**** Selected passage

How We Audited a High-Traffic Ruby Enterprise Stack on Google Cloud and Mitigated Server-Side Request Forgery (SSRF) in webhook parsers

Initial Audit Scope and Methodology

Our engagement focused on a high-traffic Ruby on Rails enterprise application hosted on Google Cloud Platform (GCP). The primary objective was to identify and mitigate security vulnerabilities, with a specific emphasis on Server-Side Request Forgery (SSRF) within webhook processing logic. Our methodology involved a multi-pronged approach: static code analysis, dynamic application security testing (DAST), infrastructure configuration review, and targeted penetration testing.

The application architecture comprised several key components: a fleet of Ruby on Rails web servers managed by Kubernetes (GKE), a PostgreSQL database (Cloud SQL), Redis for caching and job queues (Memorystore), and various GCP services for logging, monitoring, and storage (Cloud Logging, Cloud Monitoring, Cloud Storage). The webhook ingestion pipeline was particularly complex, involving external service integrations, asynchronous processing via Sidekiq, and data persistence.

Static Code Analysis: Uncovering SSRF Vectors in Webhook Parsers

We began with a deep dive into the codebase, specifically targeting modules responsible for receiving and processing incoming webhooks. Our primary concern was how the application handled URLs provided within webhook payloads. A common SSRF vulnerability arises when an application fetches a resource from a user-controlled URL without proper validation, allowing an attacker to force the server to make requests to internal network resources or arbitrary external hosts.

A critical area of investigation was the use of HTTP client libraries. We looked for patterns where user-supplied input was directly incorporated into request URLs. For instance, a naive implementation might look like this:

# app/controllers/webhooks_controller.rb
def process_payload
  payload = JSON.parse(request.body.read)
  external_resource_url = payload['data']['resource_url']

  # Vulnerable: Directly using user-supplied URL
  response = RestClient.get(external_resource_url)
  # ... process response ...
end

This code is highly susceptible to SSRF. An attacker could provide a URL like http://169.254.169.254/latest/meta-data/iam/security-credentials/ROLE_NAME to exfiltrate cloud instance metadata, or http://localhost:8080/admin to probe internal services.

We employed static analysis tools like Brakeman and RuboCop with custom security rules to automate this search. Beyond direct URL construction, we also looked for insecure deserialization of data that might contain URLs, or improper handling of redirects.

********
**** Data supplied

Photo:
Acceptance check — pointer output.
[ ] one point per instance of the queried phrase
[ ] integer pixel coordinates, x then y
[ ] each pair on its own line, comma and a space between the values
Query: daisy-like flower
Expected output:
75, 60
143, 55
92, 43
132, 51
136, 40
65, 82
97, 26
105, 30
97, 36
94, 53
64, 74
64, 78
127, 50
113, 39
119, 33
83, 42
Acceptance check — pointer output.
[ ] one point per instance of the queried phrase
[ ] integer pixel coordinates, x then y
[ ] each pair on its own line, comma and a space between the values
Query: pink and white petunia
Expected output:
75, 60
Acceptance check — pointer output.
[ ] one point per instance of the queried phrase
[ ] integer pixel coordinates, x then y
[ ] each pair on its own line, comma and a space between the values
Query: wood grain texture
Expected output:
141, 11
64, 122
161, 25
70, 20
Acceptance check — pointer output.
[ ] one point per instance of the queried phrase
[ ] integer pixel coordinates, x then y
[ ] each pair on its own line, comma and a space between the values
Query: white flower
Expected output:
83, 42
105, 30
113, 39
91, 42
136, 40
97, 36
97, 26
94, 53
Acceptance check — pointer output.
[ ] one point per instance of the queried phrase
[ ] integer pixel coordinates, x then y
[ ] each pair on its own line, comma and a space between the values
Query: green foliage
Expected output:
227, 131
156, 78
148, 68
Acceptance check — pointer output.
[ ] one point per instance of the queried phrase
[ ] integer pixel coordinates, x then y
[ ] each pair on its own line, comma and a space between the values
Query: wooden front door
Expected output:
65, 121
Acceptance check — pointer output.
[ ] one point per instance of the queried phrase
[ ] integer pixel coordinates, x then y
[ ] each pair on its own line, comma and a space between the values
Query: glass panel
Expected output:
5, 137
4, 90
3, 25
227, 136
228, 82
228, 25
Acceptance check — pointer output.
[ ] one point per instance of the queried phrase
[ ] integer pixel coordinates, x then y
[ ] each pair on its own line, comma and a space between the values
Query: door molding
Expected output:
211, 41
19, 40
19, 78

********

◆ **Required tasks**
a – Answer these questions about the SSRF audit article:
(i) Which GCP service hosted the PostgreSQL database?
(ii) Which HTTP client library does the vulnerable code sample call to fetch the user-supplied URL?
(iii) Which static analysis tools did the team use to automate the search for SSRF patterns?
b – Can you resume the SSRF audit article after its last sentence and keep writing it?

◆ **The responses**
a –
(i) Cloud SQL
(ii) RestClient
(iii) Brakeman and RuboCop, with custom security rules

b –
Dynamic Analysis and Infrastructure Configuration Review

Complementing static analysis, we performed dynamic testing. This involved sending crafted webhook payloads to a staging environment that mirrored production. We used tools like Burp Suite and custom scripts to:

Inject internal IP addresses (e.g., 10.0.0.1, 192.168.1.1) and metadata service endpoints (169.254.169.254) in URL fields.
Test for DNS rebinding vulnerabilities.
Analyze HTTP headers for potential leakage of internal information.
Observe network traffic originating from the application servers.

Crucially, we reviewed the GCP network configuration. The principle of least privilege dictates that application instances should not have broad network access. We examined:

VPC Firewall Rules: Were there overly permissive ingress or egress rules? Specifically, we checked for egress rules that allowed outbound connections to RFC 1918 private IP address ranges or the metadata service IP.
Network Policies (Kubernetes): Within GKE, Kubernetes Network Policies can restrict pod-to-pod communication. We verified that these policies were in place and correctly configured to limit the blast radius of a compromised pod.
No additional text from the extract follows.